EXCERPTED TEXT
◇ ◇ ◇ ◇ ◇ ◇ ◇
New flour could help treat food allergies

Posted by AFN Staff Writers on 26th May 2014
A new type of flour may help in the treatment of peanut and other food allergies

A new type of flour that someday could be used in food-based therapies to help people better tolerate their allergy triggers, including peanuts, has been developed by scientists at the University of a North Carolina.

The research, published in April 2014 in the American Chemical Society’s Journal of Agricultural and Food Chemistry, found that plant polyphenols could dampen allergic reactions.

Study method

The scientists developed a modified flour powder in which cranberry polyphenols were bound to peanut proteins. With this extra cargo, the peanut-containing powder triggered the beneficial desensitization reactions, without provoking harmful allergic responses in laboratory tests with mice. The scientists noted that the technique could also be adapted for other food allergies.

Peanut allergies most severe

Mary Ann Lila from the Plants for Human Health Institute, Department of Food, Bioprocessing and Nutrition Sciences, at North Carolina State University, and her colleagues on the study noted that of the 170 foods that cause allergic reactions, peanuts can be the most dangerous. These reactions can range from mild itching and hives to life-threatening anaphylactic shock, in which a person’s throat swells, making it difficult or impossible to breathe.
◇ ◇ ◇ ◇ ◇ ◇ ◇
AVAILABLE DATA
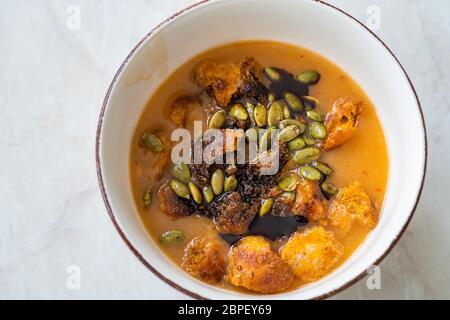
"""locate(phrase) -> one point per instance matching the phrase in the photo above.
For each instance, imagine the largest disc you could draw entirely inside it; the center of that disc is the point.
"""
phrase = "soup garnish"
(288, 210)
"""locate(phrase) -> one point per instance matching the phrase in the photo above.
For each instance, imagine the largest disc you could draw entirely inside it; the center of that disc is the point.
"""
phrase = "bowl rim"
(139, 255)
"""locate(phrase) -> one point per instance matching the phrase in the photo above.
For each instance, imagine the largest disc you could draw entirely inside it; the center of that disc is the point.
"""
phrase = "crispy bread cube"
(312, 253)
(352, 204)
(341, 122)
(253, 265)
(203, 259)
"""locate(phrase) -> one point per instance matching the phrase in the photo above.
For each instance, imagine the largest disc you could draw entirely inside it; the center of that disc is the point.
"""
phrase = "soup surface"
(302, 246)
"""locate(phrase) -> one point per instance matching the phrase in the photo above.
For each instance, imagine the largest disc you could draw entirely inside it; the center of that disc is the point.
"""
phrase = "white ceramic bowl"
(311, 24)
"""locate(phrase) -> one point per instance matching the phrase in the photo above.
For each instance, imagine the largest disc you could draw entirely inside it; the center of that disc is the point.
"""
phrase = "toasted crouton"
(253, 265)
(204, 260)
(312, 253)
(224, 80)
(341, 122)
(309, 200)
(352, 204)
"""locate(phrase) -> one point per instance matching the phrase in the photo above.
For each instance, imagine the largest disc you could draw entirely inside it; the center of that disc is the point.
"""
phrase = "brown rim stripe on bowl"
(138, 254)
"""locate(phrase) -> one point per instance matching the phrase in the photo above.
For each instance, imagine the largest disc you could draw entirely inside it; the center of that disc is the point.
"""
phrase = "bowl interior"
(309, 24)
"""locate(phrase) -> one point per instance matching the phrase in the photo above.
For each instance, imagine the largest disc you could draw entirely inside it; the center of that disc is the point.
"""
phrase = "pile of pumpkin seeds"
(300, 126)
(185, 188)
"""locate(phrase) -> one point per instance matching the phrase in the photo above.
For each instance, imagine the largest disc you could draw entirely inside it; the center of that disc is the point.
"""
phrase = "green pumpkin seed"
(181, 172)
(328, 188)
(217, 181)
(172, 237)
(230, 183)
(323, 167)
(271, 97)
(217, 120)
(179, 188)
(307, 155)
(238, 111)
(266, 206)
(286, 112)
(317, 130)
(195, 193)
(288, 183)
(293, 101)
(147, 199)
(315, 116)
(309, 141)
(265, 143)
(289, 133)
(251, 110)
(231, 170)
(208, 194)
(289, 122)
(310, 173)
(309, 77)
(296, 144)
(260, 115)
(310, 102)
(252, 134)
(271, 74)
(275, 114)
(152, 142)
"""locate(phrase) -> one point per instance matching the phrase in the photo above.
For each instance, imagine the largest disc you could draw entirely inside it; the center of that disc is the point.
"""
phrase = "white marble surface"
(53, 81)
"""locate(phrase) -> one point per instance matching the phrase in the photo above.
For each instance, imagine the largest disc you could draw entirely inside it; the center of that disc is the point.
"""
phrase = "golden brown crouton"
(203, 259)
(180, 108)
(253, 265)
(341, 122)
(312, 253)
(309, 201)
(223, 80)
(352, 204)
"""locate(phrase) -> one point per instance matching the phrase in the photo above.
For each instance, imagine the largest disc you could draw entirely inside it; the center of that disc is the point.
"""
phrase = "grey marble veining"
(53, 81)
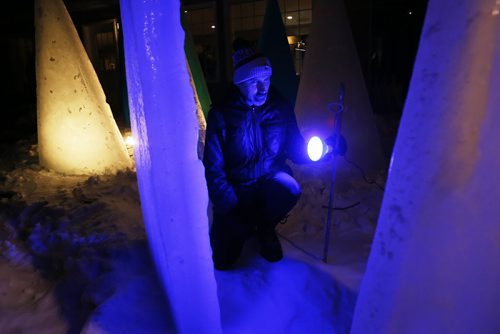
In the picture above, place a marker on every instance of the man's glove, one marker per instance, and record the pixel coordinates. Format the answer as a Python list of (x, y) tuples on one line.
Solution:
[(337, 144)]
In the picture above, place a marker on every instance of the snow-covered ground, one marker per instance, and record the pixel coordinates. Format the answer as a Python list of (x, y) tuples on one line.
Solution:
[(74, 256)]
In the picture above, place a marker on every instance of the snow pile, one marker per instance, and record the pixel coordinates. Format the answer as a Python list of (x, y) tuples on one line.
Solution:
[(75, 256)]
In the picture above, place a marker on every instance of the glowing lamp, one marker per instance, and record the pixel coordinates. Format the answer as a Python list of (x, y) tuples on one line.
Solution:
[(316, 148)]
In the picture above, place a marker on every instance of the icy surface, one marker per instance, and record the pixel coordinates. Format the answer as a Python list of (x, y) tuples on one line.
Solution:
[(75, 255), (434, 264), (76, 130)]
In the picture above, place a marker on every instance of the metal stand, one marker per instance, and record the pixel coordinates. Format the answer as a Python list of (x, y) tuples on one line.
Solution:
[(339, 108)]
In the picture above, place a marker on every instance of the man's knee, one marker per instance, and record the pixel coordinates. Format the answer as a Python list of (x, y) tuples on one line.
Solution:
[(284, 184)]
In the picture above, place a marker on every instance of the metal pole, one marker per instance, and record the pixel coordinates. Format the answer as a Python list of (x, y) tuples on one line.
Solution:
[(336, 131)]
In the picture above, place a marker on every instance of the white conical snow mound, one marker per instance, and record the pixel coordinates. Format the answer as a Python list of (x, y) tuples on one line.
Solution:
[(331, 59), (76, 130)]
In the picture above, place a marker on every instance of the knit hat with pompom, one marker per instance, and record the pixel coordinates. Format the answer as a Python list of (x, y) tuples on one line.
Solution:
[(248, 63)]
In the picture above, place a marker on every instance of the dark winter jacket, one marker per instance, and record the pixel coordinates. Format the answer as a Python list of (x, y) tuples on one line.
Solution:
[(244, 144)]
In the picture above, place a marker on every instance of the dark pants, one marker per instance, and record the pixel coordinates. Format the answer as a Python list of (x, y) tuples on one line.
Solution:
[(261, 206)]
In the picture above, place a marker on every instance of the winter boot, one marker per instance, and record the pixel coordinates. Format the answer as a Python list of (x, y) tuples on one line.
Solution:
[(270, 247)]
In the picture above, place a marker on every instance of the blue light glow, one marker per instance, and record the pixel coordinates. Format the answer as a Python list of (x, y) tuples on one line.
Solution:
[(315, 148)]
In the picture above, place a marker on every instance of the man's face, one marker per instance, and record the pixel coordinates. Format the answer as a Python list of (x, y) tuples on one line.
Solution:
[(255, 90)]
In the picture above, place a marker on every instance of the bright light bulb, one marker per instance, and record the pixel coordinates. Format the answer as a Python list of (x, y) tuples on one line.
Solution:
[(315, 148)]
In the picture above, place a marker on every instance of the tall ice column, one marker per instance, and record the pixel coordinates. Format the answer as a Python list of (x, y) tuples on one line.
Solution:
[(77, 133), (433, 266)]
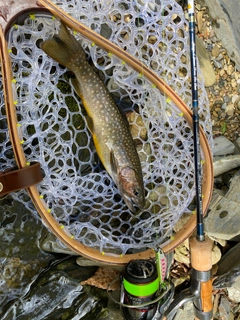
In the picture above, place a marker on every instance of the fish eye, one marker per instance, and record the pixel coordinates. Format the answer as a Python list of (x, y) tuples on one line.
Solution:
[(136, 192)]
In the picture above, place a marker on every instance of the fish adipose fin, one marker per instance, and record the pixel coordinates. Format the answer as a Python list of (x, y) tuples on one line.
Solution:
[(63, 47)]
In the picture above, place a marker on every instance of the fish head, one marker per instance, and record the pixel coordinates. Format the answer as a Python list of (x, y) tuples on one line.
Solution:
[(131, 188)]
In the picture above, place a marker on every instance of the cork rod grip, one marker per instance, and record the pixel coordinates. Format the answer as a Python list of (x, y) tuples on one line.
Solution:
[(201, 254)]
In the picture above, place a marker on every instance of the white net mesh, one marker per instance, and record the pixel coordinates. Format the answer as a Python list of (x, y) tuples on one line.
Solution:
[(53, 130)]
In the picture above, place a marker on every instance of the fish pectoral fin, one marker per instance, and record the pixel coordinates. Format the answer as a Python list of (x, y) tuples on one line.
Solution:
[(77, 87)]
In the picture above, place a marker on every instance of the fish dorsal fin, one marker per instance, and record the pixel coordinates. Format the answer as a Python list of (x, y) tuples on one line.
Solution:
[(77, 87), (90, 124), (113, 163)]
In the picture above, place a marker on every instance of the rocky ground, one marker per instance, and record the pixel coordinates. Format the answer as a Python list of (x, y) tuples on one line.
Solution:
[(222, 223)]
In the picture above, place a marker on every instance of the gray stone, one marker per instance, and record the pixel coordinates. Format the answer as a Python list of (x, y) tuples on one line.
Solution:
[(230, 260), (224, 308), (223, 220), (225, 164), (222, 146), (205, 63), (226, 25), (186, 312)]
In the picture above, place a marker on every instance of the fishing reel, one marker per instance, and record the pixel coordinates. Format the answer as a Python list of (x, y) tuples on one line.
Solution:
[(142, 295), (145, 294)]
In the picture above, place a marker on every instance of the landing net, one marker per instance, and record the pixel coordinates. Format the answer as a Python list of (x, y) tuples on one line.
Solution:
[(77, 190)]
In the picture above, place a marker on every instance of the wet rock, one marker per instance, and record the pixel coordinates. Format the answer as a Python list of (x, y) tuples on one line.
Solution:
[(225, 164), (205, 64), (20, 257), (223, 219), (230, 260), (222, 146), (226, 25), (57, 294), (229, 279), (224, 308), (186, 312)]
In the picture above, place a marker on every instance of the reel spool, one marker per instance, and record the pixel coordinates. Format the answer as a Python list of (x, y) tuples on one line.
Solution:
[(140, 285), (107, 234)]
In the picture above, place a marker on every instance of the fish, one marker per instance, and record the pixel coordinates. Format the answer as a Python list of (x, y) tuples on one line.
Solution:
[(107, 123)]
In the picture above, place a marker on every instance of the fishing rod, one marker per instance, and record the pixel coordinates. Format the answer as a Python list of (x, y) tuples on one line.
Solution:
[(200, 247)]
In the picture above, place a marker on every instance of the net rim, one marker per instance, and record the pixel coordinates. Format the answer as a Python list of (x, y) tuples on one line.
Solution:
[(38, 202)]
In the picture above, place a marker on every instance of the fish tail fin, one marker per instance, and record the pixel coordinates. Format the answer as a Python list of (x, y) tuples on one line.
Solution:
[(63, 47)]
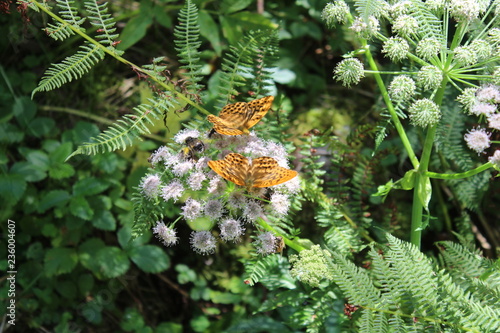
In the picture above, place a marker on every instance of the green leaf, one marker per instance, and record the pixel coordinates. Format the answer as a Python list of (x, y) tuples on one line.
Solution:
[(424, 191), (61, 171), (231, 6), (210, 30), (37, 158), (89, 186), (112, 261), (150, 258), (24, 110), (12, 187), (79, 207), (104, 220), (10, 133), (87, 253), (41, 126), (136, 28), (59, 261), (29, 171), (54, 198)]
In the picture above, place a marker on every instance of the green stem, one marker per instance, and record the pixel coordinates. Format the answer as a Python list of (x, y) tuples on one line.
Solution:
[(420, 194), (294, 245), (466, 174), (390, 107), (170, 87)]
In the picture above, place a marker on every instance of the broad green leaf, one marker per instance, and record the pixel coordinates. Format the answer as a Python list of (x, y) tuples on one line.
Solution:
[(24, 110), (150, 258), (53, 198), (85, 283), (10, 133), (12, 187), (112, 261), (87, 253), (29, 171), (104, 220), (59, 261), (41, 126), (210, 30), (61, 171), (59, 154), (79, 207), (38, 158), (89, 186)]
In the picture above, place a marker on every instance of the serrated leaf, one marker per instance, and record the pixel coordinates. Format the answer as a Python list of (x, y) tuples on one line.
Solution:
[(79, 207), (29, 171), (112, 261), (89, 186), (87, 253), (104, 220), (52, 199), (59, 261), (61, 171), (150, 258)]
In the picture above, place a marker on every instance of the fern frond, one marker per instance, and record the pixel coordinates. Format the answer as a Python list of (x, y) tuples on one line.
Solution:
[(99, 18), (126, 130), (69, 13), (187, 34), (238, 65), (71, 68)]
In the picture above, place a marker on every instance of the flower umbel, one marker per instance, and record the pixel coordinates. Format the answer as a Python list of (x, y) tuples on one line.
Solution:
[(165, 234), (349, 71), (478, 140), (203, 242)]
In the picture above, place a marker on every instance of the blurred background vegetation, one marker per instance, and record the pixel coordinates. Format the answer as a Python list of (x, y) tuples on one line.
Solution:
[(77, 271)]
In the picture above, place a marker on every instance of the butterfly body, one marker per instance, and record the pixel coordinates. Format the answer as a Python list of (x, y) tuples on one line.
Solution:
[(238, 118), (261, 172)]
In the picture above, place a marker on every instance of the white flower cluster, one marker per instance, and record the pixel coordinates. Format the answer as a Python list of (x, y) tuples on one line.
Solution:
[(181, 175)]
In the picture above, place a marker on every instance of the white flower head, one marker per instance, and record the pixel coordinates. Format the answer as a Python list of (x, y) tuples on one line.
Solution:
[(150, 186), (181, 136), (478, 140), (173, 190), (231, 230), (203, 242), (167, 235), (494, 121)]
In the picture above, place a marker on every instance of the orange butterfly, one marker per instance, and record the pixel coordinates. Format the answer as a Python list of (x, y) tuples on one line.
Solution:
[(263, 172), (238, 118)]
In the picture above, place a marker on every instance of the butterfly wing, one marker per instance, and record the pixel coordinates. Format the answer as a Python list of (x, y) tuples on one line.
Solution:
[(234, 167), (231, 119), (266, 172), (257, 110)]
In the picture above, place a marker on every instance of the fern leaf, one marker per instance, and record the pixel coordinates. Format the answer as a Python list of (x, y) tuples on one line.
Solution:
[(126, 130), (71, 68), (187, 34), (238, 65), (99, 18)]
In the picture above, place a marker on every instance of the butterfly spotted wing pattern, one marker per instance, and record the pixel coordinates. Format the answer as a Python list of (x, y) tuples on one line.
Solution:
[(234, 167), (238, 118), (263, 172), (267, 172)]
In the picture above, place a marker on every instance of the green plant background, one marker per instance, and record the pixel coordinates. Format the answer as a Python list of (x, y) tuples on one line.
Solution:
[(77, 269)]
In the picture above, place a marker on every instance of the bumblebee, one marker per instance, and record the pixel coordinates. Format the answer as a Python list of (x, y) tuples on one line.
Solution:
[(193, 146)]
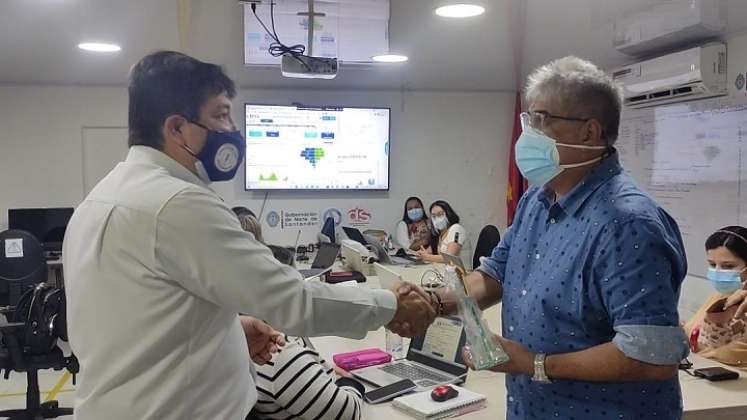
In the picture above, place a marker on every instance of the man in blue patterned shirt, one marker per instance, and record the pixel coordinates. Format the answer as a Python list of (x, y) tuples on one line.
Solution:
[(590, 271)]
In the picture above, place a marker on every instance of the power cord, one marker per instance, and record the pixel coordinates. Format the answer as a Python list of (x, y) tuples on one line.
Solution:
[(277, 48)]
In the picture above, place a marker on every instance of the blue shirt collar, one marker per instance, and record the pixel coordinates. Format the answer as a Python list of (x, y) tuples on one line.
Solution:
[(572, 202)]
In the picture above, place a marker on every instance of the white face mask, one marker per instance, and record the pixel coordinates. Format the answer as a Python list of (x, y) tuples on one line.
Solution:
[(440, 223)]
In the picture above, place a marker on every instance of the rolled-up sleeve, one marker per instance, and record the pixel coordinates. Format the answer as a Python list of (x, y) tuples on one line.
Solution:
[(637, 272), (201, 245)]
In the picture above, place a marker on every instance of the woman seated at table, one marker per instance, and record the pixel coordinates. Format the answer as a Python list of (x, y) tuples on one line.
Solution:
[(298, 383), (718, 330), (449, 235), (414, 230)]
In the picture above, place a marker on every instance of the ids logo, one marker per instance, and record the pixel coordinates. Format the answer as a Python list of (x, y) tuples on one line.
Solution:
[(359, 216), (273, 219)]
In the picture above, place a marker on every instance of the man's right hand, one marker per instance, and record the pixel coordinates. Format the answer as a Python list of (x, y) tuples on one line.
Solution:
[(415, 311)]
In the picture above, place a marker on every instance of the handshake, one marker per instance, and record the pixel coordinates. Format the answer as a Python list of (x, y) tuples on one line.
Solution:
[(415, 310)]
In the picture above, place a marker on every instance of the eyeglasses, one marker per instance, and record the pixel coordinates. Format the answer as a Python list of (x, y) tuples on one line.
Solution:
[(540, 119)]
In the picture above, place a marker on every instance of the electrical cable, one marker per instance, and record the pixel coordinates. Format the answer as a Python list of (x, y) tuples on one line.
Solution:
[(277, 48)]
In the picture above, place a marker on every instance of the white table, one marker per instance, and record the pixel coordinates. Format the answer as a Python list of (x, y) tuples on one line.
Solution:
[(702, 399)]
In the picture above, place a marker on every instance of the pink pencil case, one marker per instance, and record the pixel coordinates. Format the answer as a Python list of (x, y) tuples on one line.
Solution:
[(361, 358)]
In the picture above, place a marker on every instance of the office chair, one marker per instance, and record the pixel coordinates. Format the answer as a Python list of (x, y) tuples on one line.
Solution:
[(36, 314), (486, 242), (282, 254), (328, 229)]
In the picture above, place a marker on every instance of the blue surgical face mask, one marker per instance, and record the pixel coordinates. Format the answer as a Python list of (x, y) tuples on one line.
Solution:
[(415, 214), (537, 156), (221, 156), (725, 281), (440, 222)]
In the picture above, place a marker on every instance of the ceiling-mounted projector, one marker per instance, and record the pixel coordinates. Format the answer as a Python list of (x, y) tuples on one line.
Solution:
[(306, 67), (294, 63)]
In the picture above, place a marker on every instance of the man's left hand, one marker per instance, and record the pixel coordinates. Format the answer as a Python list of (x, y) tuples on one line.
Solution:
[(261, 339), (521, 360)]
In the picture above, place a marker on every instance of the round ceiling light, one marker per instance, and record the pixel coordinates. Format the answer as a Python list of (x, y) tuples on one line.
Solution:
[(389, 58), (99, 47), (460, 10)]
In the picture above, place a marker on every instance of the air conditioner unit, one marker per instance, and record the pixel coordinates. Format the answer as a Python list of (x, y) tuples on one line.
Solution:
[(691, 74), (668, 25)]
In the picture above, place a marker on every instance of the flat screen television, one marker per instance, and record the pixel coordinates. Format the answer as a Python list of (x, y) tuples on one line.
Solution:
[(316, 148)]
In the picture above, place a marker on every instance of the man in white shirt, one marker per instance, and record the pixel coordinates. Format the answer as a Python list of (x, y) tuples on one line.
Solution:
[(157, 267)]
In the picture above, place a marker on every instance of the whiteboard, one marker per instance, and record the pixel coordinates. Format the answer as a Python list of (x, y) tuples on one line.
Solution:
[(692, 159)]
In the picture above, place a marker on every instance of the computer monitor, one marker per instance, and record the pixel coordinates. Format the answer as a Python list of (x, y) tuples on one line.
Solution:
[(355, 235), (46, 224)]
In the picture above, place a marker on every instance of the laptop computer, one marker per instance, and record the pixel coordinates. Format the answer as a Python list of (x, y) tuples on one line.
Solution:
[(376, 247), (323, 261), (434, 358)]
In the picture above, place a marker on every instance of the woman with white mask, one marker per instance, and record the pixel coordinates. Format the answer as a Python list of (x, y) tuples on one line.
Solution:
[(719, 329), (449, 236)]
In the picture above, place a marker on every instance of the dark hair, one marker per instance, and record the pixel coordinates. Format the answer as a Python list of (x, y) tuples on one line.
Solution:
[(166, 83), (406, 218), (243, 211), (451, 216), (733, 238)]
◇ ◇ ◇ ◇ ◇ ◇ ◇
PROBLEM SET
1. In the article about the new flour, what was bound to peanut proteins in the modified flour powder?
2. Extend the article about the new allergy-treating flour past its last sentence.

ANSWERS FOR THE TASKS
1. Cranberry polyphenols were bound to the peanut proteins.

2.
An experimental treatment that involves giving minute quantities of the trigger food to patients over a period of time in a clinic is successful for some patients who are allergic to peanuts. The process, called desensitization, sets off beneficial responses by the body to the food. But the milled roasted peanut flour that is currently used can have severe side effects. Ms Lila’s team said the flour they developed could help control food allergies without causing dangerous side effects.

The authors acknowledge funding from the Everett W. Byrd Endowment and the North Carolina State University’s Plants for Human Health Institute at the N.C. Research Campus at Kannapolis.